(Records from a data collection)
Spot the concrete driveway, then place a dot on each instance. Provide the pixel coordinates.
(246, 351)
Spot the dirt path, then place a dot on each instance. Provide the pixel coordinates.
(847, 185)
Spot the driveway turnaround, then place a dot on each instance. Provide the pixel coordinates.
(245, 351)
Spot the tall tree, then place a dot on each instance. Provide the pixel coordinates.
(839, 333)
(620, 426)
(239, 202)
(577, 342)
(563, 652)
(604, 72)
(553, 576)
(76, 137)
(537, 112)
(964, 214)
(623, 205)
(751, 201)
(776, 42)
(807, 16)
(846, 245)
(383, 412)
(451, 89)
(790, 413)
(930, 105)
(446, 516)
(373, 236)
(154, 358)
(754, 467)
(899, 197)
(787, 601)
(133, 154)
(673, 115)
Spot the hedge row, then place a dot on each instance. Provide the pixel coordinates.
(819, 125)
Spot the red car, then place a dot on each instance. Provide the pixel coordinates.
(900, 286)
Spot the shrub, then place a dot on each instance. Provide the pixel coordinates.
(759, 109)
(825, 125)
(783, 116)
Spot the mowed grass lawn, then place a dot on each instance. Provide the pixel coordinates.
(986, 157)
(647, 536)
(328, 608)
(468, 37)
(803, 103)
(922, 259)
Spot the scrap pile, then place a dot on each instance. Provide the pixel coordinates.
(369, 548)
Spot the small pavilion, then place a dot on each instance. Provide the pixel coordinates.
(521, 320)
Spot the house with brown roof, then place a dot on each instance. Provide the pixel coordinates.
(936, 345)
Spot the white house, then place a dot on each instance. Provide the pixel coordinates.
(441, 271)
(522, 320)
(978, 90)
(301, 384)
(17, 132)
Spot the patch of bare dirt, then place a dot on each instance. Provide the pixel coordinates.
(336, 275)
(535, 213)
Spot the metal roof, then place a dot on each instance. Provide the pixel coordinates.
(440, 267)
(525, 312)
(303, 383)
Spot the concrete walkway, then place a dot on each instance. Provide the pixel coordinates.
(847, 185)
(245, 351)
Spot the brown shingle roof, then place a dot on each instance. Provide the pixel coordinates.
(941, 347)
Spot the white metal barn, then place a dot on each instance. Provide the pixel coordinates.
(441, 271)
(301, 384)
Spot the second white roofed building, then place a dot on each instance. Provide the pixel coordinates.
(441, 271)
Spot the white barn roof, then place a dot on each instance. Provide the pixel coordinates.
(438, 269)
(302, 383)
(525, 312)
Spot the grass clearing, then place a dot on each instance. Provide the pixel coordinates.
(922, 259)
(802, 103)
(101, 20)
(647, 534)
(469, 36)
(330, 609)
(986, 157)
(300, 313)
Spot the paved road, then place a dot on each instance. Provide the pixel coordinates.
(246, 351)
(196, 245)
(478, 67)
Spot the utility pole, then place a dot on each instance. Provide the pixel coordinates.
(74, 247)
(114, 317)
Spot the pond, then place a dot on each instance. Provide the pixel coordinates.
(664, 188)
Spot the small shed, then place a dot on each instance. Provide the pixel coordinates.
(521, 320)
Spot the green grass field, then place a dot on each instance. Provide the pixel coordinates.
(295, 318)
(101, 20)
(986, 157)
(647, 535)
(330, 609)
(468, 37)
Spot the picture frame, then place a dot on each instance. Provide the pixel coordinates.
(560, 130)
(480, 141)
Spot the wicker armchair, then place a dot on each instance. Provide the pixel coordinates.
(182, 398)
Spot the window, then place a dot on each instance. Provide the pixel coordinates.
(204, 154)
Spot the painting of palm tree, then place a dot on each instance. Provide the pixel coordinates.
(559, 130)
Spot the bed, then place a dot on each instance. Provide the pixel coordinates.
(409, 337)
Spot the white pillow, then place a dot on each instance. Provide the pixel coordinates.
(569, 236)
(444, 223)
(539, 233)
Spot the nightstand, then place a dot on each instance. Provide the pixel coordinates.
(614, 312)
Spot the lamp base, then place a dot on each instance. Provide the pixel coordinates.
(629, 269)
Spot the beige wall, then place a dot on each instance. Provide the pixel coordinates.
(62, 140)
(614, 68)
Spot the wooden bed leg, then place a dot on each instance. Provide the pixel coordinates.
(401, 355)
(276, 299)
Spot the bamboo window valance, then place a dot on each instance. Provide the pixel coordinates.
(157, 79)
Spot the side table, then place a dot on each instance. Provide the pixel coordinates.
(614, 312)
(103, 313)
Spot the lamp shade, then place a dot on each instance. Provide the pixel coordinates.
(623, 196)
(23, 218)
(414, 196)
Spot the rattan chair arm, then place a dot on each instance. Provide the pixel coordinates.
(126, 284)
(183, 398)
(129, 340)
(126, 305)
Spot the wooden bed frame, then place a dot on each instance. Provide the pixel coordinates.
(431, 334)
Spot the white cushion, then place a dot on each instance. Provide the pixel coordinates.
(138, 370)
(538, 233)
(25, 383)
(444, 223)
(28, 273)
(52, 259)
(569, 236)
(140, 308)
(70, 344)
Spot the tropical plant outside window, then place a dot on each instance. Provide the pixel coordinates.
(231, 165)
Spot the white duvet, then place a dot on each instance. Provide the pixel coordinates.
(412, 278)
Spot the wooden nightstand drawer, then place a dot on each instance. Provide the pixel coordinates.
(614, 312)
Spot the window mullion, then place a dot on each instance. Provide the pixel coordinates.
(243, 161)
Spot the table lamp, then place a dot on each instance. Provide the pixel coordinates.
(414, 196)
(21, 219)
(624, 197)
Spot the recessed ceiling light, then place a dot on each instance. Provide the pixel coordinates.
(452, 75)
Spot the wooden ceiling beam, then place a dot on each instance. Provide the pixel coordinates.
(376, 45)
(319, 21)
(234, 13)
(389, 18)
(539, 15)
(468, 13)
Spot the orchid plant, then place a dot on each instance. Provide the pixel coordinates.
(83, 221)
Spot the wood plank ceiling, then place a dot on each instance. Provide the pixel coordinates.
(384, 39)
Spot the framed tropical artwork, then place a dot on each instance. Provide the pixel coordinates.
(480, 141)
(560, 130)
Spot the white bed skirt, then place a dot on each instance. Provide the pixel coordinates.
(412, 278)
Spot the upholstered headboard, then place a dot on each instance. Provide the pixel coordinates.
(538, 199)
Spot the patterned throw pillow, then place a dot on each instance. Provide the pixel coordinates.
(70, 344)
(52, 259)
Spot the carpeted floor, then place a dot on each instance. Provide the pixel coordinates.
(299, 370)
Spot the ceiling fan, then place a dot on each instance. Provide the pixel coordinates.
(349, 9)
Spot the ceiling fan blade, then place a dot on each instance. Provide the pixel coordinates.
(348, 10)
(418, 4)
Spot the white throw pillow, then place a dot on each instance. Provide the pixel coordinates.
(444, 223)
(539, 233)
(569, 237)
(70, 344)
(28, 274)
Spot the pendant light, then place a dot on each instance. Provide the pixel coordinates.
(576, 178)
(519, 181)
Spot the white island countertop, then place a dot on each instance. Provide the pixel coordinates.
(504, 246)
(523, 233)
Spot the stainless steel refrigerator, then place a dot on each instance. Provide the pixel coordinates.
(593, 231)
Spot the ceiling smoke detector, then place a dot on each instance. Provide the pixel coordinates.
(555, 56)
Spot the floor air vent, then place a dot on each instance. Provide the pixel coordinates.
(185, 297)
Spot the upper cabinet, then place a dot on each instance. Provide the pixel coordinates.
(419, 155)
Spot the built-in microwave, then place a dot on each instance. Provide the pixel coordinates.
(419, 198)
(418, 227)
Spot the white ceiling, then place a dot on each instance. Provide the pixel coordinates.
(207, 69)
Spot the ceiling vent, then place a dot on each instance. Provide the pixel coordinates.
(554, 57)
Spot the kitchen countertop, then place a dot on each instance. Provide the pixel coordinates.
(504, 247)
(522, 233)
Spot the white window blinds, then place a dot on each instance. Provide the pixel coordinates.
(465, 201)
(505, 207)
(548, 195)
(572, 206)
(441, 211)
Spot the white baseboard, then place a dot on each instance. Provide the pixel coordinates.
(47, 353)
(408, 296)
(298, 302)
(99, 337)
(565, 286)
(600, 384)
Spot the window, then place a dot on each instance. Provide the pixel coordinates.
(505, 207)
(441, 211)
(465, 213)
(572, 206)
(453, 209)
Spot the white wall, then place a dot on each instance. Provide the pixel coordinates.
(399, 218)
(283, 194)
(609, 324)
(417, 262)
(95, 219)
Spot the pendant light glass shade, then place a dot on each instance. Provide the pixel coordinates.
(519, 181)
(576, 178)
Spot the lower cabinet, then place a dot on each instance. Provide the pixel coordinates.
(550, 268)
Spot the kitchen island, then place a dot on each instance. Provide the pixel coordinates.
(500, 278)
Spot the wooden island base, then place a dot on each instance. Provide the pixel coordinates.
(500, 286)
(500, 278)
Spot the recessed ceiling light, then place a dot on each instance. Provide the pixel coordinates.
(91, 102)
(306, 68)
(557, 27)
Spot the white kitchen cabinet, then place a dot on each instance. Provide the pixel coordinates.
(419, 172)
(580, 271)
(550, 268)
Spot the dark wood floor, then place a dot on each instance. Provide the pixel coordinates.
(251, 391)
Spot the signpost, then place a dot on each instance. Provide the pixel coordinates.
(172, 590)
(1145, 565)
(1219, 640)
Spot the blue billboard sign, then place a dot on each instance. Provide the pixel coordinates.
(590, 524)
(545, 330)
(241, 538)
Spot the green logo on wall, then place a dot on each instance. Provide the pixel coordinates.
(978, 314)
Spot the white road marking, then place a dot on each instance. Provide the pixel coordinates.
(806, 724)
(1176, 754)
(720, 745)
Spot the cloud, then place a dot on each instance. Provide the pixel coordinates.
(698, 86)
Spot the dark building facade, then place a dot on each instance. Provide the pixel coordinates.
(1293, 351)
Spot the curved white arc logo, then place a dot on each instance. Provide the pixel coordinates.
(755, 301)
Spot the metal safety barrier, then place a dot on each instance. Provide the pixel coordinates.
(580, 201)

Brief: Print nothing but the lines from the line with "Spot the white wall, then" to the last line of the records above. Both of those lines count.

Answer to this task:
Spot the white wall, then place a dot on each instance. Provide the pixel coordinates.
(399, 218)
(283, 194)
(609, 324)
(417, 262)
(95, 219)
Spot the pendant light glass shade, then place a dot on each instance. Provide the pixel coordinates.
(519, 181)
(576, 178)
Spot the lower cabinet, then place a dot on each instance. Provide the pixel coordinates.
(550, 268)
Spot the kitchen island, then place a dot on each instance. Provide the pixel coordinates.
(500, 278)
Spot the wooden island base, then place a dot on each instance. Provide the pixel coordinates.
(500, 286)
(500, 278)
Spot the recessed ceiling light, then place a dot on each instance. Provide the pixel coordinates.
(91, 102)
(306, 68)
(557, 27)
Spot the white kitchen cabinet, then place a dot on each instance. Provide the pixel coordinates.
(419, 172)
(580, 271)
(550, 268)
Spot the dark wood floor, then place a dot on each instance. Provide the pixel coordinates.
(251, 391)
Spot the signpost, then place a dot on each instance. Provide the pixel coordinates.
(172, 590)
(1145, 565)
(1219, 640)
Spot the blue billboard sign, then place a dot on each instance. Provide the pixel coordinates.
(590, 524)
(545, 330)
(241, 538)
Spot the green logo on wall, then place a dot on each instance. Provide the pixel coordinates.
(978, 314)
Spot the white road marking, then place a dot on each instance. Provide the pixel coordinates.
(806, 724)
(1176, 754)
(720, 745)
Spot the cloud, then place a dot on each instance. Provide the pixel coordinates.
(698, 86)
Spot the dark building facade, then place a dot on each instance. Provide the pixel coordinates.
(1293, 351)
Spot the curved white arc logo, then place a dot on each instance. Provide the pixel coordinates.
(755, 301)
Spot the metal safety barrier, then place a dot on each instance. Provide the pixel coordinates.
(580, 201)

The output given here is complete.